● **What to produce**
Report every line below that has the string "shape" in it.

● **Data supplied**

------------------------------------------------

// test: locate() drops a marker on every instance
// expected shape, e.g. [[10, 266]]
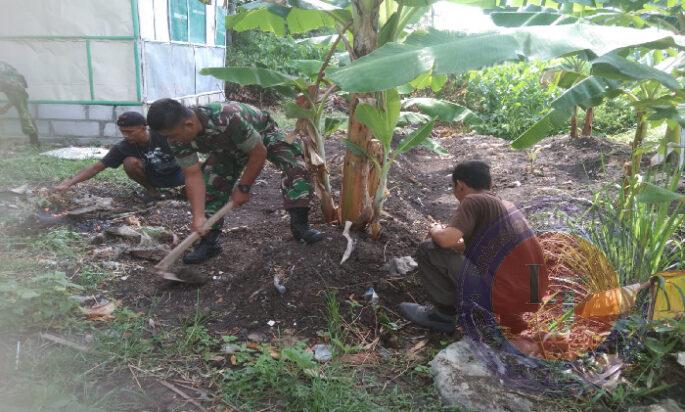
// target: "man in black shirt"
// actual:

------------------------------------------------

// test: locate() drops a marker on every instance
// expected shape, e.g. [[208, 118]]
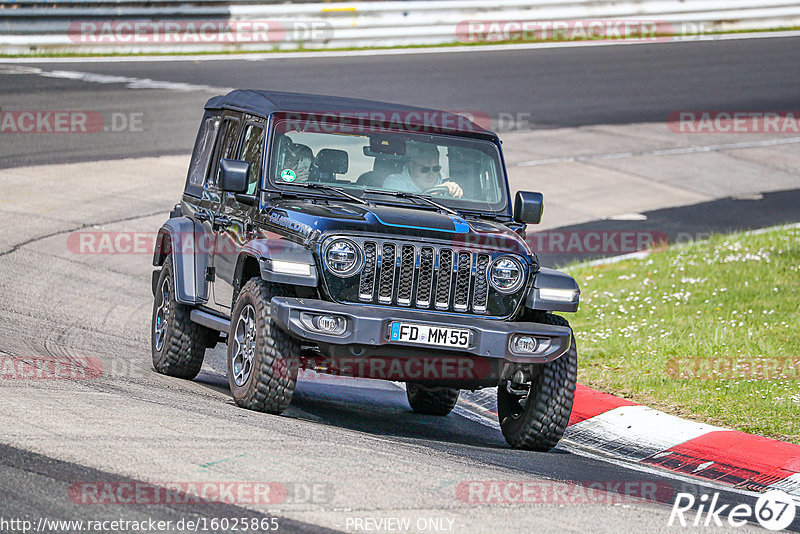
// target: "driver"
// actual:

------------------------------------------------

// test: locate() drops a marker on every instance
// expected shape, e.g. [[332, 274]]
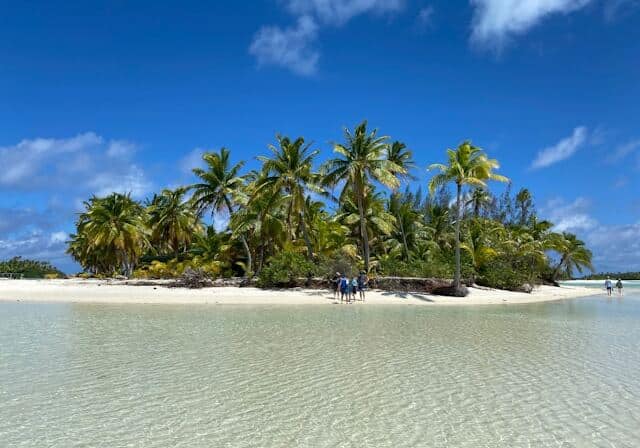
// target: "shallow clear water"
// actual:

------------------------------------------------

● **The completed task**
// expected shape, e.g. [[10, 266]]
// expected shape, e.g. [[208, 118]]
// expected shape, e.g. [[332, 274]]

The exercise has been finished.